▶ **EXTRACTED INFORMATION**
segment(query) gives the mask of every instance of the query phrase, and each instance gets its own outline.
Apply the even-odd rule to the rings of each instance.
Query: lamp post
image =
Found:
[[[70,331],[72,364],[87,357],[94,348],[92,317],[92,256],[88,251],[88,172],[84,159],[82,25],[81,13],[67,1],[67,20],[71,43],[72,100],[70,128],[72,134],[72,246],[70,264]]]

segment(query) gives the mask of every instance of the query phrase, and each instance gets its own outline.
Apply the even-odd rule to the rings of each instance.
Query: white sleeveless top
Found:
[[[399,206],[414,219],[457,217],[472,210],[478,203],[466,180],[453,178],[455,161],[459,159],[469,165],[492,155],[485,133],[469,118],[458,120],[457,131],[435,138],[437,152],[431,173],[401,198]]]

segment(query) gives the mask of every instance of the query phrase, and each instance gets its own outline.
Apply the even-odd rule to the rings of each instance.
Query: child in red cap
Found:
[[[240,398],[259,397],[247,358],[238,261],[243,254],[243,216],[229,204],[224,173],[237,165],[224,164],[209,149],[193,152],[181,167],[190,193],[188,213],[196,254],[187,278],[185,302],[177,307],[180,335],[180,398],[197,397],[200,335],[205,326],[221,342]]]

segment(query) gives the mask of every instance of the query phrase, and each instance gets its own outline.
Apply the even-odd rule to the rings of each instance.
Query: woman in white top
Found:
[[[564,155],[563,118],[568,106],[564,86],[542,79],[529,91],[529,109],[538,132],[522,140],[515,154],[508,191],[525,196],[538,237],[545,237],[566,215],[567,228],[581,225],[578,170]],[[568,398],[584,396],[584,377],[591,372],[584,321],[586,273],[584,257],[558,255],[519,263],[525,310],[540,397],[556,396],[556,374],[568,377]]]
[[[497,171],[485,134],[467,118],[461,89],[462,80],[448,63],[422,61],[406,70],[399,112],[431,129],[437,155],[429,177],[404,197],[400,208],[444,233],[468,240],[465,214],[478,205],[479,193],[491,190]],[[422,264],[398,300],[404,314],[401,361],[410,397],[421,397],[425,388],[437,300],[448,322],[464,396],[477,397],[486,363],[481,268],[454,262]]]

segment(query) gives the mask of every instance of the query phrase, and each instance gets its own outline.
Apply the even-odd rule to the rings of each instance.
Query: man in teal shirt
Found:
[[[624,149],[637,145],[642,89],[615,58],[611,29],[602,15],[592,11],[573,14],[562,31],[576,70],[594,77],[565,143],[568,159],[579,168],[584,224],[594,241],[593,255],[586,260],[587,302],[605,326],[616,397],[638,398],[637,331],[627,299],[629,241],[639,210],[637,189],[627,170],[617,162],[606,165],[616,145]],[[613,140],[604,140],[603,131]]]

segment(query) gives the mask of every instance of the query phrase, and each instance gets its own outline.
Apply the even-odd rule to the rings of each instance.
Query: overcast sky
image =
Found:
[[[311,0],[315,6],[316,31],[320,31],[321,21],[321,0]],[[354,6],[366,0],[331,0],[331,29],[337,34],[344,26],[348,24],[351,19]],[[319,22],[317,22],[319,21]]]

▶ **WHAT IS EXPECTED**
Print the material above once more, exactly.

▶ **IN RESPONSE**
segment(query) gives the mask of every instance of the query phrase, and each instance gets its own outline.
Apply the even-odd rule to the rings of each instance.
Query: lamp post
image =
Found:
[[[70,331],[72,364],[87,357],[94,348],[92,317],[92,256],[88,251],[88,172],[84,159],[82,25],[81,13],[67,1],[67,20],[71,43],[72,100],[70,128],[72,134],[72,246],[70,264]]]

segment(query) gives the mask of every instance of the query phrase, and each instance gets its own outline.
Apply the even-odd rule to the rings of each instance.
Query: white sleeveless top
Found:
[[[399,206],[414,219],[457,217],[472,210],[478,203],[466,180],[453,178],[455,161],[459,159],[469,165],[492,155],[485,133],[469,118],[458,120],[457,131],[435,138],[437,152],[431,173],[401,198]]]

segment(query) gives the mask of every instance of the query phrase, and each instance gets its own outline.
Apply the even-odd rule to the rings of each instance.
Query: child in red cap
Found:
[[[240,398],[259,397],[247,358],[238,261],[243,254],[243,216],[229,204],[224,173],[237,165],[224,164],[209,149],[193,152],[181,167],[190,193],[188,213],[196,254],[187,278],[185,302],[177,307],[180,335],[180,398],[197,397],[200,335],[205,326],[221,342]]]

segment(query) gives the mask of every instance of the query phrase, and each instance gets its own outline.
Apply the even-odd rule to the rings of each instance.
Query: woman in white top
Found:
[[[564,155],[563,118],[568,106],[564,86],[542,79],[529,91],[529,109],[538,132],[522,140],[515,154],[508,191],[525,196],[538,237],[545,237],[566,215],[567,228],[581,225],[578,170]],[[568,398],[584,396],[584,377],[591,372],[584,321],[586,273],[584,257],[558,255],[519,263],[525,310],[540,397],[556,396],[556,374],[568,377]]]
[[[497,171],[485,134],[467,118],[461,89],[462,80],[448,63],[422,61],[406,70],[399,112],[431,129],[437,155],[429,177],[404,197],[400,208],[444,233],[468,240],[465,214],[478,205],[479,193],[491,190]],[[422,264],[398,300],[404,314],[401,361],[410,397],[421,397],[425,388],[437,300],[448,322],[464,396],[477,397],[486,363],[481,268],[454,262]]]

segment(query) gives the mask of every instance of the query phrase, and each instance gets its own outline.
Apply the even-odd rule to the rings of each instance.
Query: man in teal shirt
Found:
[[[624,149],[637,145],[642,89],[615,58],[611,29],[602,15],[592,11],[573,14],[562,31],[576,70],[594,77],[565,143],[568,159],[579,168],[584,224],[594,241],[593,255],[586,260],[587,302],[605,326],[616,397],[638,398],[637,331],[627,299],[629,241],[639,210],[637,189],[627,170],[617,162],[606,165],[616,145]],[[613,140],[604,140],[603,131]]]

segment(query) gives the mask of every instance of the query phrase, and each instance gets its own outline.
Apply the even-odd rule to the rings of each instance.
Query: overcast sky
image =
Found:
[[[311,0],[315,6],[316,31],[320,31],[321,21],[321,0]],[[354,6],[366,0],[331,0],[331,29],[337,34],[344,26],[348,24],[351,19]],[[319,22],[317,22],[319,21]]]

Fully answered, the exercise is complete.